__PROBLEM REQUIREMENTS__
Extract every line of the entries below that contains the word "weathered".

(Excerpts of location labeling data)
_ _ _

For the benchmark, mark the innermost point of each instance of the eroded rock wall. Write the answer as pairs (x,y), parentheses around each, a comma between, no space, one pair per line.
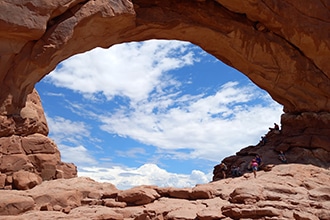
(27,155)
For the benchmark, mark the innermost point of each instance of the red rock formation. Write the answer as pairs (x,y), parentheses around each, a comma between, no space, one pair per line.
(289,191)
(27,155)
(282,46)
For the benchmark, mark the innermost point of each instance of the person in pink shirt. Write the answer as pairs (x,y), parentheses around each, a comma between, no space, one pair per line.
(254,166)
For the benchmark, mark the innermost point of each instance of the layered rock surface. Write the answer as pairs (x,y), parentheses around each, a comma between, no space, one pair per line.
(27,155)
(289,191)
(282,46)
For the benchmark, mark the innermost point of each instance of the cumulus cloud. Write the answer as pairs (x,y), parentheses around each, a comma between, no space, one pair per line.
(130,70)
(147,174)
(145,102)
(213,125)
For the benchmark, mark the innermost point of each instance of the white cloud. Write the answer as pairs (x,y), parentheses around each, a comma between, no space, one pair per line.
(64,130)
(204,126)
(211,126)
(78,155)
(147,174)
(131,70)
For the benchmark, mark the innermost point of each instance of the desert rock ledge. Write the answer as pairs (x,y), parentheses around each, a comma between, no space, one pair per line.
(282,46)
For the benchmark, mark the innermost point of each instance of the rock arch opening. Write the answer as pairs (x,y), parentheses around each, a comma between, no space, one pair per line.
(139,105)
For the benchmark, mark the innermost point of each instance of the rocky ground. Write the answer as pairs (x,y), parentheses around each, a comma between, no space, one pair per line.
(290,191)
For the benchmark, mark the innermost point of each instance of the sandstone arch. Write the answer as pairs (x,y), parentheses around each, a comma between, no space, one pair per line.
(282,46)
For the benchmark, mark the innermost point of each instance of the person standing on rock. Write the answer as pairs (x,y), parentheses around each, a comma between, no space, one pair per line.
(282,157)
(223,168)
(254,166)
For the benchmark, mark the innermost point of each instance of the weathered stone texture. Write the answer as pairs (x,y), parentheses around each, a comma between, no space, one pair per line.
(289,191)
(282,46)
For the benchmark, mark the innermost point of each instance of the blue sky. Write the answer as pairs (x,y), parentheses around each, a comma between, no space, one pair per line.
(155,112)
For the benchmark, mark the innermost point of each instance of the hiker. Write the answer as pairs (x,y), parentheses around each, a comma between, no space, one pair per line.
(259,160)
(282,157)
(235,171)
(254,166)
(223,168)
(276,129)
(263,140)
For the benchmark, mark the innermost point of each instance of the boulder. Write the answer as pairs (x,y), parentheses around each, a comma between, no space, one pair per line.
(24,180)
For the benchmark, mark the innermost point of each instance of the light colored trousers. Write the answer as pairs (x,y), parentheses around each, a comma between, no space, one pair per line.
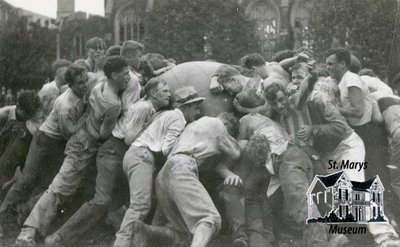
(138,166)
(81,152)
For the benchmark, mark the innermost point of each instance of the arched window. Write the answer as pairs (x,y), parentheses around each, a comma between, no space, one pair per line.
(299,20)
(129,25)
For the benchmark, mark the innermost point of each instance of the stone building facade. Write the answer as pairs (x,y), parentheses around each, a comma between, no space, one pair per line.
(280,24)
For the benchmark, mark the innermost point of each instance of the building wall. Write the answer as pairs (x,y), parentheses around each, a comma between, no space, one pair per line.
(281,24)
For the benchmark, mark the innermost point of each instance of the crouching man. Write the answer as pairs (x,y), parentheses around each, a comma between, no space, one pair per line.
(183,200)
(81,149)
(138,165)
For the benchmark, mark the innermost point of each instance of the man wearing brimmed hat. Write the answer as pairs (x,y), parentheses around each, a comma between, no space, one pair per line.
(183,200)
(138,165)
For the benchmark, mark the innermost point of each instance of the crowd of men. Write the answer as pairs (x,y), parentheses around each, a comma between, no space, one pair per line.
(110,123)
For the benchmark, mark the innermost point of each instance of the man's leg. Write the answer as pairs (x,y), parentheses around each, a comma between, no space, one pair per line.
(44,153)
(108,162)
(81,151)
(295,174)
(14,156)
(194,204)
(258,212)
(139,167)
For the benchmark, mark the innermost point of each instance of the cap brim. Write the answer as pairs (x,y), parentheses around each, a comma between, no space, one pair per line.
(193,100)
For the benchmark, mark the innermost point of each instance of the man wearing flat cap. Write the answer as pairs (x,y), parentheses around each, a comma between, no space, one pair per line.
(159,137)
(95,48)
(182,198)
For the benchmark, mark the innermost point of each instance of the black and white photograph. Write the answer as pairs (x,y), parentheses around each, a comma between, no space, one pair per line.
(200,123)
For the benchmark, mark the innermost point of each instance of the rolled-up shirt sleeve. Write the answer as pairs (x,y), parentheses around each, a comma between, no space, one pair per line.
(175,128)
(334,123)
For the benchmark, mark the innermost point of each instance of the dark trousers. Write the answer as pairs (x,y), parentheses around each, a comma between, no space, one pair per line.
(15,151)
(109,171)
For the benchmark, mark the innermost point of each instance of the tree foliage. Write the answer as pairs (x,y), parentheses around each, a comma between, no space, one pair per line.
(366,27)
(181,29)
(26,53)
(94,26)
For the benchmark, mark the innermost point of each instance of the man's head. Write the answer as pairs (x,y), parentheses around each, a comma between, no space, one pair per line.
(368,72)
(249,99)
(189,102)
(116,69)
(282,55)
(231,123)
(77,79)
(338,62)
(230,79)
(28,103)
(95,48)
(114,50)
(258,150)
(132,50)
(82,63)
(157,91)
(256,62)
(58,68)
(300,72)
(276,97)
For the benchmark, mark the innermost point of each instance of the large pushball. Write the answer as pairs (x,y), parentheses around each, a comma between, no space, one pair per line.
(198,75)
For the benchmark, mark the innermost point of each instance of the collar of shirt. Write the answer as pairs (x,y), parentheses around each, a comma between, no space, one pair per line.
(73,98)
(181,114)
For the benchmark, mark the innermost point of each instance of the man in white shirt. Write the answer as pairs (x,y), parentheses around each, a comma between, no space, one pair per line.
(159,137)
(183,200)
(357,108)
(109,161)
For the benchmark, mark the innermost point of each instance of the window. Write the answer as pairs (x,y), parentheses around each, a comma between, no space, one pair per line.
(131,25)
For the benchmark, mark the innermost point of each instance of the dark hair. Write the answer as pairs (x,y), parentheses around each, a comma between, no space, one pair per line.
(253,59)
(114,64)
(233,123)
(282,55)
(95,42)
(368,72)
(342,55)
(83,63)
(152,84)
(225,73)
(249,99)
(100,63)
(59,63)
(146,71)
(300,66)
(322,72)
(355,64)
(72,72)
(257,149)
(272,90)
(29,102)
(114,50)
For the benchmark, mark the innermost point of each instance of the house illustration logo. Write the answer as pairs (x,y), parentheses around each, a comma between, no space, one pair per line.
(340,200)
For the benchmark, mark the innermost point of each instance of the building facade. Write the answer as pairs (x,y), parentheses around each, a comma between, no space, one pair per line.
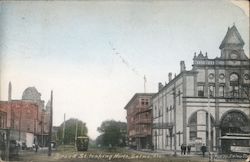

_ _ _

__TASK OUTPUT__
For the benchmark, mark the innermost point of each instance of the weathered stone texture. Write the answer as pairs (x,y), parentheses around each, a comma between, no space, one pair per line.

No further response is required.